═════ SOURCE EXTRACT ═════

Privacy is the biggest challenge we face today, and even more so in the future. It’s so difficult because the problem is not physically apparent. How can something be true that we don’t feel or see, nor does it require us to expend any effort or energy?
Other people or corporations owning any part of our digital identity leads to exploitation of our privacy and attention. We don’t own our virtual identities, other things or people do. We don’t profit from our personal data, privacy or attention, other things or people do. We are subjugated, exploited and put to work by Multi-Billion dollar enterprises who profit from our participation.
Attention economy conglomerates leverage this to enrich themselves while exploiting us. But we don’t feel it. It’s something we are intrinsically aware of, and increasingly so, but for convenience we agree to free products and services in return for being taken advantage of. We can’t see the value or tangibility of our participation so its value to us is impossible to judge.
Until we recognize the problem we can’t even begin to start changing it.

═════ SOURCE DATA ═════

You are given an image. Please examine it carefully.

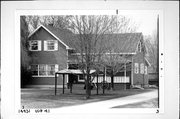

═════

_GIVEN PROBLEM_
In the privacy passage, what makes privacy such a difficult challenge?

_FULL ANSWER_
The problem is not physically apparent.